## Work required
All of the records below must be output exactly, with no pictures carried over.
** Data provided follows **
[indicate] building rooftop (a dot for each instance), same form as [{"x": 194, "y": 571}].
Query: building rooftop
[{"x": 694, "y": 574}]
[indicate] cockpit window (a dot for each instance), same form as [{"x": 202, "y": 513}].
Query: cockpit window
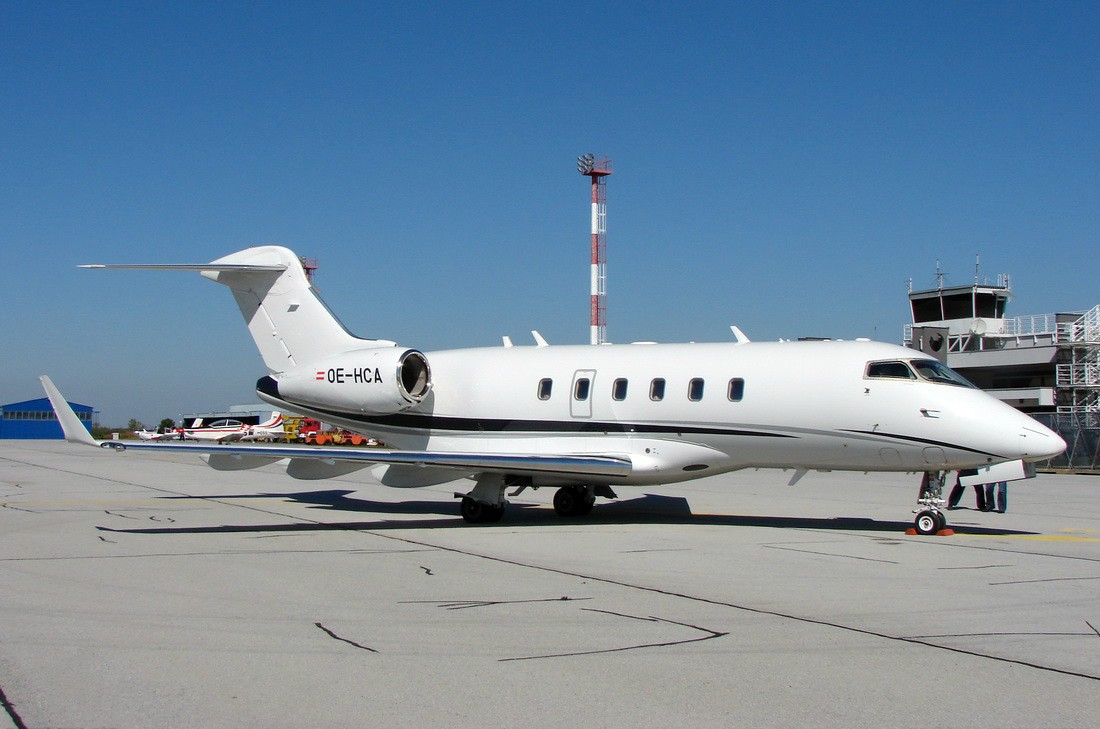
** End of Data provided **
## Response to the exercise
[indicate] building rooftop (a dot for each instance), same form as [{"x": 194, "y": 571}].
Query: building rooftop
[{"x": 694, "y": 574}]
[indicate] cockpit window (a dot for each instance), same form as [{"x": 202, "y": 513}].
Query: cockpit window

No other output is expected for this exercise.